━━ Stored data ━━

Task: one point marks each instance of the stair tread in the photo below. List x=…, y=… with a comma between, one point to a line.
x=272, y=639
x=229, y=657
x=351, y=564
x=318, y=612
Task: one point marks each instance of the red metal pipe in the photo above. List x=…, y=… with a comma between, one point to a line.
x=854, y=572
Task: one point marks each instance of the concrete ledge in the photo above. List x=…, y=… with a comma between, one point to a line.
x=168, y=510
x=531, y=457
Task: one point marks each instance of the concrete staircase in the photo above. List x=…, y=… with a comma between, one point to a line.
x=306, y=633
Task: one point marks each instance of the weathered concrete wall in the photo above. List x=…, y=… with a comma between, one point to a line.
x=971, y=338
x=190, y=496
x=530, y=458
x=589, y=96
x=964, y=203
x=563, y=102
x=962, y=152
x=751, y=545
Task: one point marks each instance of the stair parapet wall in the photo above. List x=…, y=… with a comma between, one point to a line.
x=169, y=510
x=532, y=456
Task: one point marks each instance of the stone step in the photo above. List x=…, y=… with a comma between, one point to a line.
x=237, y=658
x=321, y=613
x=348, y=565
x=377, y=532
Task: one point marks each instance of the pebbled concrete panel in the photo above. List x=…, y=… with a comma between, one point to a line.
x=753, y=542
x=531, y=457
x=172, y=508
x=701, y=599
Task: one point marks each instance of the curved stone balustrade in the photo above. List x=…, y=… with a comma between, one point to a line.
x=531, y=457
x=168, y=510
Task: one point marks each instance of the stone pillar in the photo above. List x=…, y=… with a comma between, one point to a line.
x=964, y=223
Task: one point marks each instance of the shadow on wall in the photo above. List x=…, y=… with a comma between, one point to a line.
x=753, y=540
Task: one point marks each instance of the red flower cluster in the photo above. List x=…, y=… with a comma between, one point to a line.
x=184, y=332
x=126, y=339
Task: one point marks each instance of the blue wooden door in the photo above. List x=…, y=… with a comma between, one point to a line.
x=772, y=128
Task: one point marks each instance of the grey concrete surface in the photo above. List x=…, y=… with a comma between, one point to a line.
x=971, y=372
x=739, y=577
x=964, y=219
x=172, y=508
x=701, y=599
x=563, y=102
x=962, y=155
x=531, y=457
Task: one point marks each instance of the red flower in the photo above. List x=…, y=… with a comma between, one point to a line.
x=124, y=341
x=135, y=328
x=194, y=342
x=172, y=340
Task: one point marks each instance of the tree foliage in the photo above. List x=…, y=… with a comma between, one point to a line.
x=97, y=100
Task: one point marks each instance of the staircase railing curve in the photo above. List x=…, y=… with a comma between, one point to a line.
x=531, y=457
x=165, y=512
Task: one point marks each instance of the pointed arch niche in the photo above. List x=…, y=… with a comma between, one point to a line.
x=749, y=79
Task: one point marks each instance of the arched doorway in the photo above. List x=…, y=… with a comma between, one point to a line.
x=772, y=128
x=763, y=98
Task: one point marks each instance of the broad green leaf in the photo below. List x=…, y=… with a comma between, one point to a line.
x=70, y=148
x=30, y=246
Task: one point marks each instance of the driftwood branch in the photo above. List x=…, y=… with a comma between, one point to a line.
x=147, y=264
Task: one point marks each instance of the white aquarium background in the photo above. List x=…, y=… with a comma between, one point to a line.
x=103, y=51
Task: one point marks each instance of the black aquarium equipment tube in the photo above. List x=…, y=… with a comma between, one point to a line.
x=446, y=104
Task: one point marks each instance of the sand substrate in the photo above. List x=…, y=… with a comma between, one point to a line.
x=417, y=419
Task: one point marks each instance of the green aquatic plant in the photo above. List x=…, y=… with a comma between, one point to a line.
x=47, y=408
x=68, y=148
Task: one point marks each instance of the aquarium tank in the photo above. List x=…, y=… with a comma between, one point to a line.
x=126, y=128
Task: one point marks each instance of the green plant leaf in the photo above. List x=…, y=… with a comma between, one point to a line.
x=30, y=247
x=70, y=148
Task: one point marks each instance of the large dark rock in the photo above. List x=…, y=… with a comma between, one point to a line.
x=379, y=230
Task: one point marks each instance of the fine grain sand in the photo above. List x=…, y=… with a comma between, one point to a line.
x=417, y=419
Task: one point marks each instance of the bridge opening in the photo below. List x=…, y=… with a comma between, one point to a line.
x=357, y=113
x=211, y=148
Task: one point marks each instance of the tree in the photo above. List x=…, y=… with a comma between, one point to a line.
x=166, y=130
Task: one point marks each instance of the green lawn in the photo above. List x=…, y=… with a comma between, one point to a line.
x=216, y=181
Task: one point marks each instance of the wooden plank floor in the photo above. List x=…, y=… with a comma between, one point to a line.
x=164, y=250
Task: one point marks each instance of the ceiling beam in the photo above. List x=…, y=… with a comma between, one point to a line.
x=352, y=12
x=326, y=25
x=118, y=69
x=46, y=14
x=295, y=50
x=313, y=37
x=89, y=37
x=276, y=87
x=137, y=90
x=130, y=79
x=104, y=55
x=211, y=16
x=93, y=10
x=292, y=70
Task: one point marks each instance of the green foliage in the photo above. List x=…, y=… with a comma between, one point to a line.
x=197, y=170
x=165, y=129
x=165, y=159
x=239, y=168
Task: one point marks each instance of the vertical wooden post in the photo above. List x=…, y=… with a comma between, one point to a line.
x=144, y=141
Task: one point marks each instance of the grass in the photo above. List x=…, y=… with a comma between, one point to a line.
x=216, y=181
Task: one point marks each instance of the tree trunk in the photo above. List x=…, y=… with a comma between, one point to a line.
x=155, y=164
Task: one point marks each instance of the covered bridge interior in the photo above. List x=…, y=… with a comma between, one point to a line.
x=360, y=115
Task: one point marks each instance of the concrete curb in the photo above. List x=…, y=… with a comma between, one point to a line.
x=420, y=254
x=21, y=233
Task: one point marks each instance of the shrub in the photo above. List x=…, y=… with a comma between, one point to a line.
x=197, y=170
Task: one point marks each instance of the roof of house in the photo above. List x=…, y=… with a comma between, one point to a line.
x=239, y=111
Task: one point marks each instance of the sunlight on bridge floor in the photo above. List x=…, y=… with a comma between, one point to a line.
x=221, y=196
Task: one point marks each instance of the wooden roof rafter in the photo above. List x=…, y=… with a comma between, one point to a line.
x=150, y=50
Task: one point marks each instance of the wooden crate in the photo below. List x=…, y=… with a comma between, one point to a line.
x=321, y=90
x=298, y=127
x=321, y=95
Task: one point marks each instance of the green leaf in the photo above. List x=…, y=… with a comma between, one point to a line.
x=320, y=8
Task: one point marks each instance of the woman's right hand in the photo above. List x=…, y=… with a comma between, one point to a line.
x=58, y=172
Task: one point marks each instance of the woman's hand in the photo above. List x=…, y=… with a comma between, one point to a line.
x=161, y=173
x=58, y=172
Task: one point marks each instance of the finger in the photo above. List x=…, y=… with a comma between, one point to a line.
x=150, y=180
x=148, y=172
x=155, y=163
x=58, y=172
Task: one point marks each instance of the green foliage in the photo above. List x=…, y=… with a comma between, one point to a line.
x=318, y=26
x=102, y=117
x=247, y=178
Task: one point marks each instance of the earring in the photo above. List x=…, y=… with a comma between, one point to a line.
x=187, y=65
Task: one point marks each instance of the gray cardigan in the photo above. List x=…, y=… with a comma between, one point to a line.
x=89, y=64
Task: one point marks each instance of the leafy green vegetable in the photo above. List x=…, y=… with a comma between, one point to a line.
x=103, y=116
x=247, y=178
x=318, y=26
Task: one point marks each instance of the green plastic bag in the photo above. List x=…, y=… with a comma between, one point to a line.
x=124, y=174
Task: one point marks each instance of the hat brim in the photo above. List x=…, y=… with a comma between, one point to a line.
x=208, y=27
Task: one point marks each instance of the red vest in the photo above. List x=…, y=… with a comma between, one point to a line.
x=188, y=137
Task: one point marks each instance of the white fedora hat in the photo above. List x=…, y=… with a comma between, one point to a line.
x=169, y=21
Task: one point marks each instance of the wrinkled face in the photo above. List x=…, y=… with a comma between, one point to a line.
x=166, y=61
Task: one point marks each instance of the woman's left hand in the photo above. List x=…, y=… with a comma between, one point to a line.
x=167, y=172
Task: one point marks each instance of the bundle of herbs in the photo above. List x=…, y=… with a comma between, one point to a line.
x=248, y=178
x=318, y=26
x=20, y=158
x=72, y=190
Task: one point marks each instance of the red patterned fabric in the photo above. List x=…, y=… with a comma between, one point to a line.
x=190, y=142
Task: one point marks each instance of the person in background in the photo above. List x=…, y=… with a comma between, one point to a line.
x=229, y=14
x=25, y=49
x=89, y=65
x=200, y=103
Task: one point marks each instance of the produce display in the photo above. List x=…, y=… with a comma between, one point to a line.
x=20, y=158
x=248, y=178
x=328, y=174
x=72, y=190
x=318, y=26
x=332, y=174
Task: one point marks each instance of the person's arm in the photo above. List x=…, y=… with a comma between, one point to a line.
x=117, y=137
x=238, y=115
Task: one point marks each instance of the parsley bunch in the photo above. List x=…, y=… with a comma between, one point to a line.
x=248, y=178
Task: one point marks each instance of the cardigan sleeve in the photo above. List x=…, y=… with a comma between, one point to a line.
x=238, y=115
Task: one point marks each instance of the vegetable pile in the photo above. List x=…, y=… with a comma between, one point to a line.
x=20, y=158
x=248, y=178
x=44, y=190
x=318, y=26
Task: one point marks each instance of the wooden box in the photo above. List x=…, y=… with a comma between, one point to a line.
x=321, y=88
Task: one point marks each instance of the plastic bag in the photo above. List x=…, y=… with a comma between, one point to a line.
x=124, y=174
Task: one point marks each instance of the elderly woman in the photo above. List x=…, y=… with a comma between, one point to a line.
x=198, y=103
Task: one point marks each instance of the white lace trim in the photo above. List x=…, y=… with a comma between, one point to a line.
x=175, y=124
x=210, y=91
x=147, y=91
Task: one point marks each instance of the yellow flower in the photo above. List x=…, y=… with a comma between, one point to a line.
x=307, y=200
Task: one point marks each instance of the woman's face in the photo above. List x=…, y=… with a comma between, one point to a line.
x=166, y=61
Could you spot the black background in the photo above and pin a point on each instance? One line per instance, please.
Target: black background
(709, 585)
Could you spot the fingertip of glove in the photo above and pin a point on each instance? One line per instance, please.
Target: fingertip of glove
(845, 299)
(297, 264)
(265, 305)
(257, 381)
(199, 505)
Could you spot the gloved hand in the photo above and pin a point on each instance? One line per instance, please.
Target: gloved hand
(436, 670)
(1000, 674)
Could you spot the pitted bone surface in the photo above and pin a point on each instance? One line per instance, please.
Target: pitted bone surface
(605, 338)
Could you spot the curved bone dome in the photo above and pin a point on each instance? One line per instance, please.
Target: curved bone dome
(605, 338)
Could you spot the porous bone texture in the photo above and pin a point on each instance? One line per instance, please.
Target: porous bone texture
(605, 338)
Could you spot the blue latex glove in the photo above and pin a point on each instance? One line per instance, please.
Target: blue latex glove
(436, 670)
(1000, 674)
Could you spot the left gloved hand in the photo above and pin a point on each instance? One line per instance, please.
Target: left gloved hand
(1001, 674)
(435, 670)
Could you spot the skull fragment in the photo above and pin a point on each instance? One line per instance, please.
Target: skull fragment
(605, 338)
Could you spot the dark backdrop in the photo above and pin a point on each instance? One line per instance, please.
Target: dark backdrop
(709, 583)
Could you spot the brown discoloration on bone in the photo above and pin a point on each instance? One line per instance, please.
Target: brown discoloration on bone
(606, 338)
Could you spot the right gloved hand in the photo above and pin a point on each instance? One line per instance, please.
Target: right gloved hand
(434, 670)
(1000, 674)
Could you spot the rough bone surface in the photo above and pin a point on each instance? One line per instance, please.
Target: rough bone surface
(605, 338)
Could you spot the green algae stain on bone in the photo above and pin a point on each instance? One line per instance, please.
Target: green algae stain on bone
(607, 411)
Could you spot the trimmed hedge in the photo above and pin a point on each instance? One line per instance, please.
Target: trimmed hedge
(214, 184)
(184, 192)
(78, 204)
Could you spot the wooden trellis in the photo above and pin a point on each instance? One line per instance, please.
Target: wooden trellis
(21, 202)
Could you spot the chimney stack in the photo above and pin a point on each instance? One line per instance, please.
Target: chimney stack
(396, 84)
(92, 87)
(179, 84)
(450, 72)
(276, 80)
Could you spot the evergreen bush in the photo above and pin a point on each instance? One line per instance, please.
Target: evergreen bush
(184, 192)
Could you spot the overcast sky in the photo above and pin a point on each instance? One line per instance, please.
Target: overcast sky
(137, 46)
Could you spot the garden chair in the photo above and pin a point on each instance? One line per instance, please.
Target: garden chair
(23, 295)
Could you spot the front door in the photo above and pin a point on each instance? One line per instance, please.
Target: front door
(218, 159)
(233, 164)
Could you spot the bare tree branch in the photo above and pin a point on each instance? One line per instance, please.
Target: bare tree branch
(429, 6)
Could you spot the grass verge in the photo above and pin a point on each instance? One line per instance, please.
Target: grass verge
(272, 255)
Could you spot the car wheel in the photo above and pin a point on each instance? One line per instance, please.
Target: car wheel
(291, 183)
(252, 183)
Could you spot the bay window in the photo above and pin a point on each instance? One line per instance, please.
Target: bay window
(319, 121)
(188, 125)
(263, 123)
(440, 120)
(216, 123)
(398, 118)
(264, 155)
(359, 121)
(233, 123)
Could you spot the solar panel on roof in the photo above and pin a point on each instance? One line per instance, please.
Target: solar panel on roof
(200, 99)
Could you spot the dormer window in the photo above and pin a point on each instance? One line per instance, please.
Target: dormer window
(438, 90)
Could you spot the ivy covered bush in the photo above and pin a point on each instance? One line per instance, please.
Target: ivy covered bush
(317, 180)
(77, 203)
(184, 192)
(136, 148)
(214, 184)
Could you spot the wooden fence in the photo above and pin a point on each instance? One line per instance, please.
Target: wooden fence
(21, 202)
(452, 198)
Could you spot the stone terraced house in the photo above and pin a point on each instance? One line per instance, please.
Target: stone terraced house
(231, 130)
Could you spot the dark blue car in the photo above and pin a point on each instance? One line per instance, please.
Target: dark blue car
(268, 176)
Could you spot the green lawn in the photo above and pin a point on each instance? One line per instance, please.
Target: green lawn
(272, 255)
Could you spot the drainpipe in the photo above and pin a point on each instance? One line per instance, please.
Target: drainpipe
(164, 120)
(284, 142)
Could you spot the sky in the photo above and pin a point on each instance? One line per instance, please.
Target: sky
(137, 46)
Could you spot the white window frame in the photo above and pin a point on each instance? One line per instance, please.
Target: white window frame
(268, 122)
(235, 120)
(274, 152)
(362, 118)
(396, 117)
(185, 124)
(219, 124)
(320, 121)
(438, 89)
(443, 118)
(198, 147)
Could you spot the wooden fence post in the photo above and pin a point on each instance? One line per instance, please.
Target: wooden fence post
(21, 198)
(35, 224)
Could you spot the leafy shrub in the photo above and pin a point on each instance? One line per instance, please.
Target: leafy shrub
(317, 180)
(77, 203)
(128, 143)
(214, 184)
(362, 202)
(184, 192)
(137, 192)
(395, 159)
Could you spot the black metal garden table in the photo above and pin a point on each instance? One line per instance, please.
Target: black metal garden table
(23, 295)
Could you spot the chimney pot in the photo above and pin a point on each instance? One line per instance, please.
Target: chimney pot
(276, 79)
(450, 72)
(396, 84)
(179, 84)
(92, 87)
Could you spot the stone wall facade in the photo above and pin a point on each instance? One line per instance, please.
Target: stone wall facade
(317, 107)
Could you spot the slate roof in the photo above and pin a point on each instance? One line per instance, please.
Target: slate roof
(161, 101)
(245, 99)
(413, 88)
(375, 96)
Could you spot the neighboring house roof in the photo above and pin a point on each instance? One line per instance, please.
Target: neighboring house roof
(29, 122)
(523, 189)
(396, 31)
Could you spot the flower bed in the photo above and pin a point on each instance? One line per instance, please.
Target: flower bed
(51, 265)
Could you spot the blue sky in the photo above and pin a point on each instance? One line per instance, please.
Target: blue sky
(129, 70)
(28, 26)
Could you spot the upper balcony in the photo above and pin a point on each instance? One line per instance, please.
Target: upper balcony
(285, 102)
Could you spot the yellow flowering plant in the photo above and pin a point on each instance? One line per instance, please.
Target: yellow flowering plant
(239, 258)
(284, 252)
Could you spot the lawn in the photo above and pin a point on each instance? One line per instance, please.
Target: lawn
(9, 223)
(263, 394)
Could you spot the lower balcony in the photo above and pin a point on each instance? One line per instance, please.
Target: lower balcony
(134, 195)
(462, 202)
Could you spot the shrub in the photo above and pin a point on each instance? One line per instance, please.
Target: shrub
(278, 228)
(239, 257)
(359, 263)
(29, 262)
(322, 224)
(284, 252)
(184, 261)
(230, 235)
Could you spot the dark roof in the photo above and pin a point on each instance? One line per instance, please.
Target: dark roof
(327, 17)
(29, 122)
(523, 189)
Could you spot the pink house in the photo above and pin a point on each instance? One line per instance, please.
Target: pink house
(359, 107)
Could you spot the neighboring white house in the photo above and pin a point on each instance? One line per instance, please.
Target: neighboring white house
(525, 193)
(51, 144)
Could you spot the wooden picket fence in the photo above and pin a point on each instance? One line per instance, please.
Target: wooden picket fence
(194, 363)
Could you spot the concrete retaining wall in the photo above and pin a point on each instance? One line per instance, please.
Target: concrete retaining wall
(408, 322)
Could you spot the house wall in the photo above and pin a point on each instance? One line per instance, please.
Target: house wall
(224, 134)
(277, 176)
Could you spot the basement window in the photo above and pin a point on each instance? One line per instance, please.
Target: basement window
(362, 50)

━━━

§ **Activity**
Starting at the line that has "Could you spot the stone terraced" and ending at the line that has "Could you spot the wooden fence post", please write out the lines above exactly, leaving out all others.

§ **Response to the task**
Could you spot the stone terraced house in the photo above and pin a point on each instance? One line per instance, please.
Target: stone terraced house
(231, 130)
Could you spot the dark blue car in the photo above and pin a point on each instance? One line per instance, please.
Target: dark blue car
(268, 176)
Could you spot the green lawn in the photo above and pin a point on each instance? One line per instance, please.
Target: green lawn
(272, 255)
Could you spot the drainpipe in the photo above and pin a point on each instance? One line per instance, please.
Target: drainpipe
(164, 120)
(284, 142)
Could you spot the sky in the photo above and pin a point on each instance? One line per instance, please.
Target: sky
(137, 46)
Could you spot the white window frame in the photo above and pin a point on each instance? One line per instance, please.
Target: white window frame
(268, 122)
(235, 120)
(274, 152)
(362, 118)
(396, 117)
(185, 124)
(219, 124)
(320, 121)
(438, 89)
(443, 118)
(198, 147)
Could you spot the wooden fence post in the photo above and pin a point on each instance? One line per instance, please.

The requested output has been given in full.